▶ Brief
Reproduce verbatim every line of the records, from the line containing "label the nose, a point per instance." through the final line of the records, both included.

-------------------------

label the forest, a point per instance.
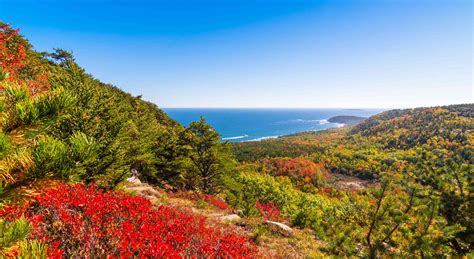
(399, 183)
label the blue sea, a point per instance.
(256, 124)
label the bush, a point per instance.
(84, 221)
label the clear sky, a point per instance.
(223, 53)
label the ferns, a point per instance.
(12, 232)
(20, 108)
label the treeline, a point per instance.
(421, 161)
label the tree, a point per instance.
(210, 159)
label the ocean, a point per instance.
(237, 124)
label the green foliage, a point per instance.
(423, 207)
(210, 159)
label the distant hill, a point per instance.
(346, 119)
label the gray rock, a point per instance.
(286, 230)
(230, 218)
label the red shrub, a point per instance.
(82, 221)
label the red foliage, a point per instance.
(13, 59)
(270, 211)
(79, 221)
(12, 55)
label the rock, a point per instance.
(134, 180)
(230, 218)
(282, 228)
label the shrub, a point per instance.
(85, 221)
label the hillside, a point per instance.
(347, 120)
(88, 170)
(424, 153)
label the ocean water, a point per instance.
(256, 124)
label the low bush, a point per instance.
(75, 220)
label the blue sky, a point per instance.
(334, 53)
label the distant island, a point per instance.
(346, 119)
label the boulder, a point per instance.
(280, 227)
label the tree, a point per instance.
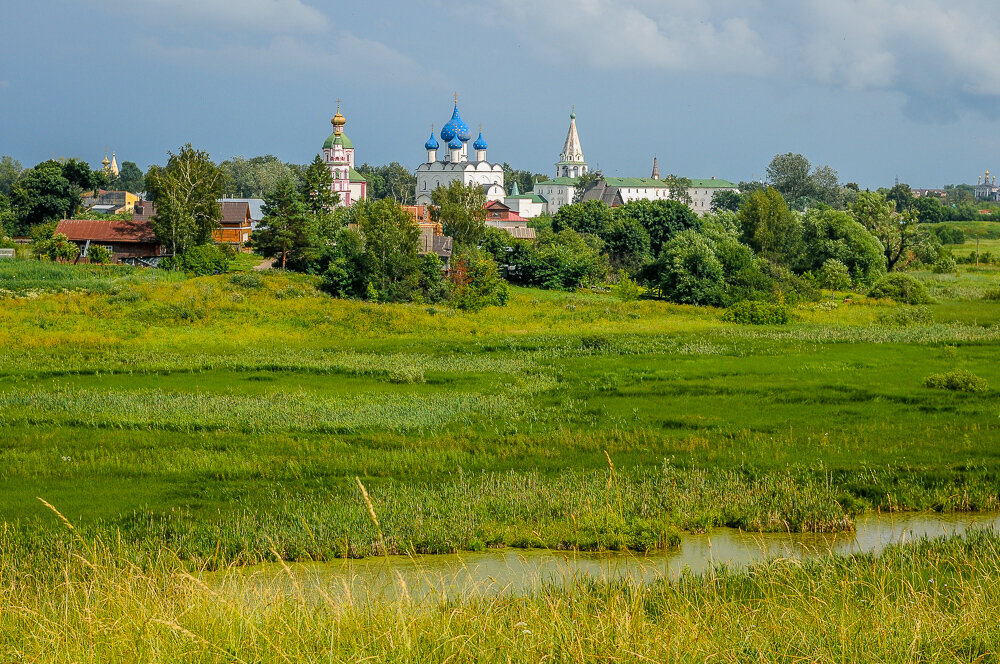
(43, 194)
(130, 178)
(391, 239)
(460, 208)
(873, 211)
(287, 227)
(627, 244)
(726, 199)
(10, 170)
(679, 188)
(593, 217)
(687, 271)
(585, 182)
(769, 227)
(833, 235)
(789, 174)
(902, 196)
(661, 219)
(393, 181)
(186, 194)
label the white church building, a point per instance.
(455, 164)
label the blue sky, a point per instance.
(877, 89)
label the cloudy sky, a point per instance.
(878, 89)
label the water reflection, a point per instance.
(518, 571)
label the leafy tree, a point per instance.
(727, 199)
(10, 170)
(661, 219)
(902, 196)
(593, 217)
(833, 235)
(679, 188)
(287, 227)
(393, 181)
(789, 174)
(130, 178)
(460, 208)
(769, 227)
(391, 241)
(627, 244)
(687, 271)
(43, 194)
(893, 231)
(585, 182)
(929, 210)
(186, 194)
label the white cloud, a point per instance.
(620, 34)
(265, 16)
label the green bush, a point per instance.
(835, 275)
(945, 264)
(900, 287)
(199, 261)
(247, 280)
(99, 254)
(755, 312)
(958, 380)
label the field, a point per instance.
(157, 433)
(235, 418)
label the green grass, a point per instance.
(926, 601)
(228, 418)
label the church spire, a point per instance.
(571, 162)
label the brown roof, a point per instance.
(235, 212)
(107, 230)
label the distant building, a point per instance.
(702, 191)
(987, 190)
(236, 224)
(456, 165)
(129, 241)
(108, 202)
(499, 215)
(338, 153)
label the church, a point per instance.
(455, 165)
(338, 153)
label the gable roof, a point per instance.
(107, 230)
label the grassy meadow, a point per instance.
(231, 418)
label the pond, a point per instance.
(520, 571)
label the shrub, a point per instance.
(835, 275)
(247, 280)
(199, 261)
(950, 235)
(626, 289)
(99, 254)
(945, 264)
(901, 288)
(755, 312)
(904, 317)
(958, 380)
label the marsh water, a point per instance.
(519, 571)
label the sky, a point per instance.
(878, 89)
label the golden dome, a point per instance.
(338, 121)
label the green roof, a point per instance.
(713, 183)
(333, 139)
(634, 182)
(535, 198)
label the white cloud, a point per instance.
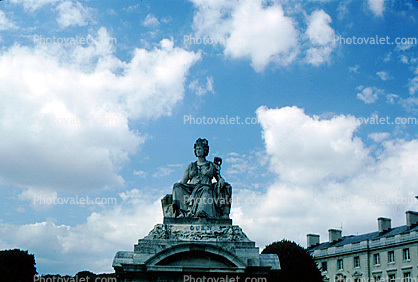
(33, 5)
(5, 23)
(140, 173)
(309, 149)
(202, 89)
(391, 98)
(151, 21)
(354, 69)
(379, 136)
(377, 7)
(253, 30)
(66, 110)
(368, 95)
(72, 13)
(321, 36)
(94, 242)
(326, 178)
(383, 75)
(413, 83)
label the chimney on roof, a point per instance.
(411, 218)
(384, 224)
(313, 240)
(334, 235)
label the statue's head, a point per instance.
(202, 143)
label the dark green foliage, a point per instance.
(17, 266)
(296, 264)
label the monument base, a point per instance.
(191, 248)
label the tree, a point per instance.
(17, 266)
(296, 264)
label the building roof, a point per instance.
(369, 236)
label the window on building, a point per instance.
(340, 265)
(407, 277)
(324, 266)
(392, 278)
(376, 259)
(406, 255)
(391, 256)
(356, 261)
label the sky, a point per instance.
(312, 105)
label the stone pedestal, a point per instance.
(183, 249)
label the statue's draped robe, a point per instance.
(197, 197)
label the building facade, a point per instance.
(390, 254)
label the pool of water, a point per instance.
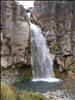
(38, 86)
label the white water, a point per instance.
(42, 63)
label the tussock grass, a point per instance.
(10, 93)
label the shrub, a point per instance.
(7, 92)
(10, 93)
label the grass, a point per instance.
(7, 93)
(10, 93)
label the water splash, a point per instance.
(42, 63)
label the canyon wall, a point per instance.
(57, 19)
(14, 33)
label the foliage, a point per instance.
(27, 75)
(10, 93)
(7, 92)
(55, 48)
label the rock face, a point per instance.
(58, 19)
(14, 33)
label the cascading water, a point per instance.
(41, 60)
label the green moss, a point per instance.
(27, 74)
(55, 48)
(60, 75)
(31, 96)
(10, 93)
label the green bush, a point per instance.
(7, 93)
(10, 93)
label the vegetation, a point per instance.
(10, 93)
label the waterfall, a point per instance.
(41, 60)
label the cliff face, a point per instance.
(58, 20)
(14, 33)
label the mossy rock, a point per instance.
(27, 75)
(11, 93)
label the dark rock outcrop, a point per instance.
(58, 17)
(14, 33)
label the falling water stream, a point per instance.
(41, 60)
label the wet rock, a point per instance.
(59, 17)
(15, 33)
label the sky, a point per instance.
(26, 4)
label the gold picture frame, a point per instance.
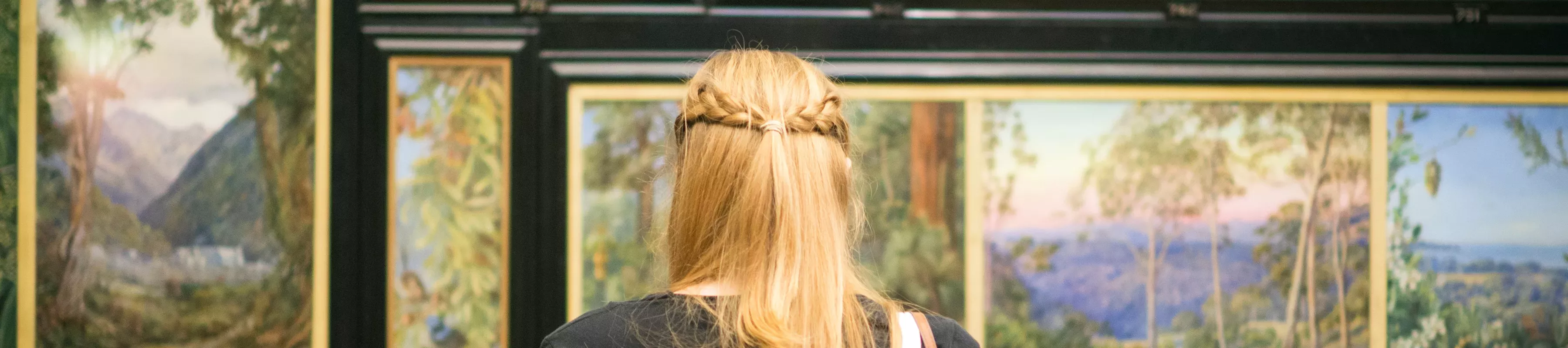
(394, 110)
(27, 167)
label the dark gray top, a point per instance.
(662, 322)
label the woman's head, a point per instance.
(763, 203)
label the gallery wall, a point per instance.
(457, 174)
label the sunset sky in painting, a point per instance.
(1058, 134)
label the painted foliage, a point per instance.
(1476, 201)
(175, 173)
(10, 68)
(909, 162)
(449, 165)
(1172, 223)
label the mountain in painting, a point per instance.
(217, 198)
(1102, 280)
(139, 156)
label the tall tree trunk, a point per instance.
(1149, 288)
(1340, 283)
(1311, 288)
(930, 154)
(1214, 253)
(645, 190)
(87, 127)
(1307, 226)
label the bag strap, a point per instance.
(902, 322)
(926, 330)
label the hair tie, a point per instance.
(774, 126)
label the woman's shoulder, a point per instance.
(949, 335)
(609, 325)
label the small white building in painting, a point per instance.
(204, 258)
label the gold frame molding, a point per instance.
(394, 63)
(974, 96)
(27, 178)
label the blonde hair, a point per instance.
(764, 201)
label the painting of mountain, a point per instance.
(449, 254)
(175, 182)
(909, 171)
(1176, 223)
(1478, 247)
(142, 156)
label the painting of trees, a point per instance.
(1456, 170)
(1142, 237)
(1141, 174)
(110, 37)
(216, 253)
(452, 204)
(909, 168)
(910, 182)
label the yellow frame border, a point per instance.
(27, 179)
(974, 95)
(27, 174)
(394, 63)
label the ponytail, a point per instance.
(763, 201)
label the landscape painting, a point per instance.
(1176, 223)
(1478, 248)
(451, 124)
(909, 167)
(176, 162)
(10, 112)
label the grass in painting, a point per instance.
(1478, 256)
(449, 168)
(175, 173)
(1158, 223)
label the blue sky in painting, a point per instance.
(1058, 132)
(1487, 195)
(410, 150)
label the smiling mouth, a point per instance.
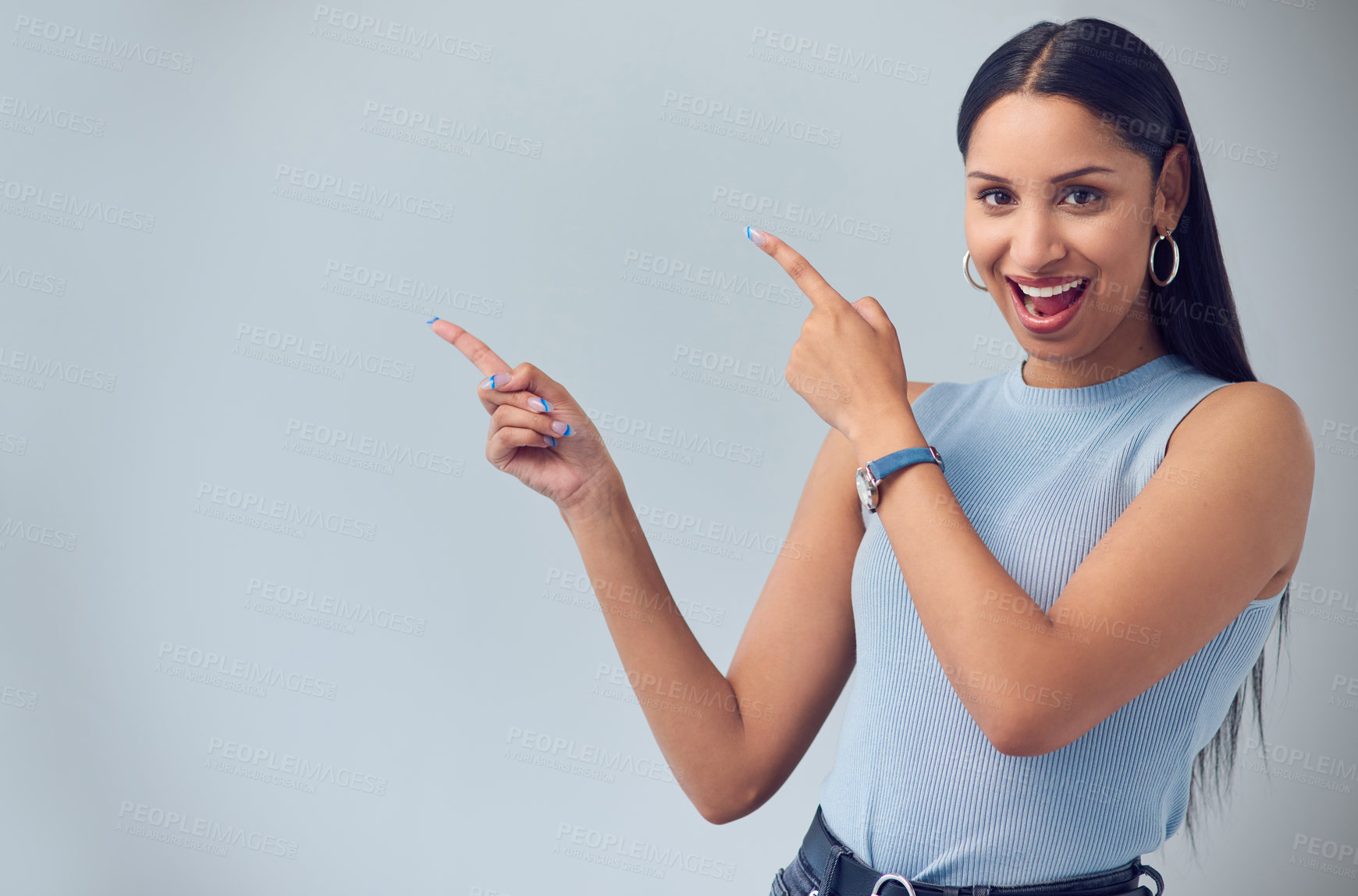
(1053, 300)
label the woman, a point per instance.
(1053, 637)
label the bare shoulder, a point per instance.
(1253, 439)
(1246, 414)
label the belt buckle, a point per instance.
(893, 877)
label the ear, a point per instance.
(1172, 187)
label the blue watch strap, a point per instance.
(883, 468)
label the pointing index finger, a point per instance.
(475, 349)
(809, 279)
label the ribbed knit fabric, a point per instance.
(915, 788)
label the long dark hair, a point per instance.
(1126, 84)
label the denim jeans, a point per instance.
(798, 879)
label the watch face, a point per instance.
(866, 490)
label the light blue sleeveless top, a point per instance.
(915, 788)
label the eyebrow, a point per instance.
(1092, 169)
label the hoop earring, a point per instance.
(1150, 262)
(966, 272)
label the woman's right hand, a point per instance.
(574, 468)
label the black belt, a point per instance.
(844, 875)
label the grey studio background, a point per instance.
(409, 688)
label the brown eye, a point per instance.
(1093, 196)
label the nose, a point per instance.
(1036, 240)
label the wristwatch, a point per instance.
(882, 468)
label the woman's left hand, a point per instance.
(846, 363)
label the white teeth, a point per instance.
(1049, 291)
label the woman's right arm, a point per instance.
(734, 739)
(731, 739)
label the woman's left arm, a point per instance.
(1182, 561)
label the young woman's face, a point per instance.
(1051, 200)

-------------------------

▶ Completed task
label the nose, a point per instance.
(1036, 240)
label the wristwatch, a point per instance.
(882, 468)
label the woman's left hand, a point per instance.
(846, 363)
label the white teeth, a point per instance.
(1049, 291)
label the woman's right arm, a point per instance.
(734, 739)
(731, 739)
label the woman's left arm, a point per instance.
(1182, 561)
label the young woman's face, a point per instance.
(1051, 200)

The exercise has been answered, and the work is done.